GIVEN TEXT »
Artificial Bases Added to DNA
holy_calamity writes "Researchers have successfully added two 'unnatural' DNA letters to the code of life. They created two artificial base pairs that are treated as normal by an enzyme that replicates and fixes DNA inside cells. This raises the prospect of engineering life forms with genetic code not possible within nature, allowing new kinds of genetic engineering."
Does this really sound like a good idea?
What do we really understand about the human body? How much do we understand about infectious diseases, or the effects of environmental pollutants?
Why do we spend money on this when they can't even predict what use it could have? It could create new proteins. What could they do? They could be incredibly toxic. They could be the basis for some form of organic life we have no means to defend ourselves from. They could be a novelty toy in the lab.
As antibiotics lose effectiveness and new viruses mutate in potential pandemics, this seems more like buying a lottery ticket than real science. Only this lottery ticket could get us killed in a number of ways...What level of containment is the lab they're working in? Can they be sure they won't create some self-replicating disease?
In a way the biological sciences are FAR more dangerous than particle or nuclear physics - there are little in the way of controls for these people and their equipment costs a lot less.
People cite science fiction disparagingly all the time - "Oh sure, some sort of plague will occur just like the book by so-and-so."
It should be remembered that science fiction authors are like philosophers of old - they get paid to dream and speculate about the future - some are better than others - and a lot of stories are based on themes that have already occurred in some form or another.
If you want to create some novel form of protein or replicating molecule - do it in level 4 containment, k?

EXERCISE PROMPT » In the post about artificial DNA bases, rewrite the paragraph beginning "As antibiotics lose effectiveness" as a shorter version that keeps its main points.

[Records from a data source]
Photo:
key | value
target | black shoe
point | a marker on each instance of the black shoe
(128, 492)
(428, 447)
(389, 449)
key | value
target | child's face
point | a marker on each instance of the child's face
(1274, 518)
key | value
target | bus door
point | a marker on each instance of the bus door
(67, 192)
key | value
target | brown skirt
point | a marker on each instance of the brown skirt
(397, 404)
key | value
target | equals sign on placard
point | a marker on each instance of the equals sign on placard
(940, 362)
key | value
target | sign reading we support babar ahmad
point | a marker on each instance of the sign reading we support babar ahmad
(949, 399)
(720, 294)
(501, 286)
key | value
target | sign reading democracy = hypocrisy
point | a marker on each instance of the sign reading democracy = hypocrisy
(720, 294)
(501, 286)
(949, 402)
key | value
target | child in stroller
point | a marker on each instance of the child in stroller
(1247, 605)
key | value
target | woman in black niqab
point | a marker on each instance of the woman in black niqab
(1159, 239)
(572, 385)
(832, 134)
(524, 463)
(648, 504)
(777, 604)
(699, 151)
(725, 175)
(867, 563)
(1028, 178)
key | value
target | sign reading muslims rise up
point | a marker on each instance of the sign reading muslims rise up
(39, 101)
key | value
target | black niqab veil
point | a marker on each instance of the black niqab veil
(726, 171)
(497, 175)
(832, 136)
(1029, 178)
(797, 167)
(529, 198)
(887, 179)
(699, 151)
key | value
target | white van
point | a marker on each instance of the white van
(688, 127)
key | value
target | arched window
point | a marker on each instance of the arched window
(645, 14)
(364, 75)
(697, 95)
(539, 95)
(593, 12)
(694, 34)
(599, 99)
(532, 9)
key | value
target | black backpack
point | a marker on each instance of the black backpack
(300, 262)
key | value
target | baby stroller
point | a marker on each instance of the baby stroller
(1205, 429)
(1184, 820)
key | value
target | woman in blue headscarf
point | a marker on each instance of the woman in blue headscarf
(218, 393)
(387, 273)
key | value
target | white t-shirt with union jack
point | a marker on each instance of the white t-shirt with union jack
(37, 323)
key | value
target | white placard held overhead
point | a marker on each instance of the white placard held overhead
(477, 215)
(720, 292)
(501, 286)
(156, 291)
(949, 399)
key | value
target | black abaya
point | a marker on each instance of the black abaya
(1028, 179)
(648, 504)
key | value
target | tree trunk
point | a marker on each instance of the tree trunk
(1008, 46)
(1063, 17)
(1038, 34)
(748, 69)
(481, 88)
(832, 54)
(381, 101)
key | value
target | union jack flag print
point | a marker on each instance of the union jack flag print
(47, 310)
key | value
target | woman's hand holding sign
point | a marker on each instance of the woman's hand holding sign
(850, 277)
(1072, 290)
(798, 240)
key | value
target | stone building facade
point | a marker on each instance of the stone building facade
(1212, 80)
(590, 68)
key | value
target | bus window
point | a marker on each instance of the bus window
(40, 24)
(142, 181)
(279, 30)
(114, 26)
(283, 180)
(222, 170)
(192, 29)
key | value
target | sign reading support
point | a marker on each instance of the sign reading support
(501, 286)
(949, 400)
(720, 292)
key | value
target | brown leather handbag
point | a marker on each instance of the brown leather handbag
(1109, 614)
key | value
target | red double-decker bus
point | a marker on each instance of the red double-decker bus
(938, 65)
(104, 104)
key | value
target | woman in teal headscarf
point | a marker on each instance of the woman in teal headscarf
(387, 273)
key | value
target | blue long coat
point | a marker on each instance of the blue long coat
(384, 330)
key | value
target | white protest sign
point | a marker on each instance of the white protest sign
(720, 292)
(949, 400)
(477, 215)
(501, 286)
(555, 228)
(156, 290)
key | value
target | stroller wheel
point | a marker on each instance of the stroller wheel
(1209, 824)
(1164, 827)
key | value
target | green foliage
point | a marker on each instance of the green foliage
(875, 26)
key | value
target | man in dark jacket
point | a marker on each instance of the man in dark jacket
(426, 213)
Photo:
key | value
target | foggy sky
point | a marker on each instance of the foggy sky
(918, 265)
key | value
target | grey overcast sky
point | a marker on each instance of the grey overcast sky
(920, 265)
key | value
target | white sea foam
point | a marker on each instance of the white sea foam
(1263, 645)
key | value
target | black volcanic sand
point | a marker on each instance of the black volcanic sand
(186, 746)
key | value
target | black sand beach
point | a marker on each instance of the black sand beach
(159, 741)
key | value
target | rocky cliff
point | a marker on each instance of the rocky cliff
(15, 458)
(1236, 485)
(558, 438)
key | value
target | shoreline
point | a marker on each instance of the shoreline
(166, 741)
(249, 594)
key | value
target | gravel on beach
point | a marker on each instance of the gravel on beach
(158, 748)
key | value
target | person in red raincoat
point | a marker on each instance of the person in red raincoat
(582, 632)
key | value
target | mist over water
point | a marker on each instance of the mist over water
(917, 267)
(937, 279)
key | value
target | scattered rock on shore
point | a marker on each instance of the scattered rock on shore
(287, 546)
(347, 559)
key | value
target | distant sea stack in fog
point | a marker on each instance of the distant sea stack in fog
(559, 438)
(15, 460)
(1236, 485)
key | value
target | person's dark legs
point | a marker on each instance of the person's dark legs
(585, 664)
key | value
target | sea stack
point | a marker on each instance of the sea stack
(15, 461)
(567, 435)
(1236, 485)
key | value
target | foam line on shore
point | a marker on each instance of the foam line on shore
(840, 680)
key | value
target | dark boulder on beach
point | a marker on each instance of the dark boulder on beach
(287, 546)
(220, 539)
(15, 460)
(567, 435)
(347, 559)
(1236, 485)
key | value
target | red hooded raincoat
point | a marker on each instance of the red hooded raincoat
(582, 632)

ANSWER FOR THIS EXERCISE » With antibiotics losing effectiveness and new viruses mutating into potential pandemics, this work seems more like a lottery ticket than real science, and one that could get us killed in several ways. What containment level is the lab at, and can the researchers be sure they won't create a self-replicating disease?